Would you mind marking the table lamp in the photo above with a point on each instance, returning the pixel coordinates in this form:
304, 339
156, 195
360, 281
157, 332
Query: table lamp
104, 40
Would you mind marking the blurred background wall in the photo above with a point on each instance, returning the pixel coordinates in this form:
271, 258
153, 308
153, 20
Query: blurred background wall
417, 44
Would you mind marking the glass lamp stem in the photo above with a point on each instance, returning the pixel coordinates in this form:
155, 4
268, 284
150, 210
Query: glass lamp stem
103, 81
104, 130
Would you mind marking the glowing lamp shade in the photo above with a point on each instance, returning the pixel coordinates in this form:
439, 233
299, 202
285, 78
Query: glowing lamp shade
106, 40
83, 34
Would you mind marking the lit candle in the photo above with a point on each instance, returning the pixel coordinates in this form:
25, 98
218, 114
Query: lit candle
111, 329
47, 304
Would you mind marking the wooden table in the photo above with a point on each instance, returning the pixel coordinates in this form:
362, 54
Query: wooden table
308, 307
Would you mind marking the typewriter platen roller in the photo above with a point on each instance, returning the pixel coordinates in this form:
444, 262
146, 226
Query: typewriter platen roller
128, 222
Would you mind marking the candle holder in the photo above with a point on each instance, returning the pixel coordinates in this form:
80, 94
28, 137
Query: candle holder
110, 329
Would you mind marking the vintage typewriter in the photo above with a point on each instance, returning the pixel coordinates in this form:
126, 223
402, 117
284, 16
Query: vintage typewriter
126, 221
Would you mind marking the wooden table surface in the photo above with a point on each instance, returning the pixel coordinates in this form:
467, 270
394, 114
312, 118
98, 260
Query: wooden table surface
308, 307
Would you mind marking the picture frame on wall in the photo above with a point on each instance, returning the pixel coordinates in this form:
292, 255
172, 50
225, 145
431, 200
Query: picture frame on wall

WHAT IS EXPECTED: Copy all of the items above line for line, with no change to any word or number.

RESPONSE TO THIS EXERCISE:
Would you mind marking the table lamp in the photo above with a point on each instance, returning the pixel coordinates in this form:
304, 339
156, 195
360, 281
157, 332
Query: table lamp
104, 40
Would you mind marking the blurred background wall in the photo above with a point on each instance, returning the pixel coordinates in this form:
271, 258
153, 308
153, 20
Query: blurred background wall
417, 44
Would you mind marking the glass lamp stem in the photo above with a point on each instance, returning the pixel coordinates in this form:
155, 4
268, 284
150, 210
Query: glass lamp stem
103, 81
104, 130
Would you mind marking the glowing lamp shade in the photo above with a point on each instance, returning the pixel coordinates in this form:
439, 233
299, 202
285, 78
Query: glowing lamp shade
106, 40
83, 34
Would you mind marking the lit candle in the photo above with a point on each instance, returning the pixel coordinates in this form:
25, 98
218, 114
Query: lit candle
111, 329
47, 304
Would you mind marking the wooden table in the photo above with a point on each instance, returning the pixel coordinates in this form:
362, 54
Query: wooden table
308, 307
Would you mind marking the typewriter platen roller in the photo above with a point on each instance, returning the pixel coordinates in this form:
444, 262
146, 226
Query: typewriter platen roller
128, 222
Would you mind marking the candle holder in the photo above with a point on each instance, returning the pixel coordinates in this form:
80, 94
28, 137
Query: candle holder
110, 329
Would you mind marking the vintage typewriter in the photo above with a point on each instance, returning the pixel coordinates in this form:
126, 223
402, 117
284, 16
Query: vintage typewriter
126, 221
Would you mind marking the wooden table surface in the photo above with a point on each instance, returning the pixel coordinates in this form:
467, 270
394, 114
312, 118
98, 260
Query: wooden table surface
308, 307
Would you mind marking the picture frame on wall in the photo above with a point on each instance, returning the pixel coordinates in this form:
292, 255
172, 50
225, 145
431, 200
Query: picture frame on wall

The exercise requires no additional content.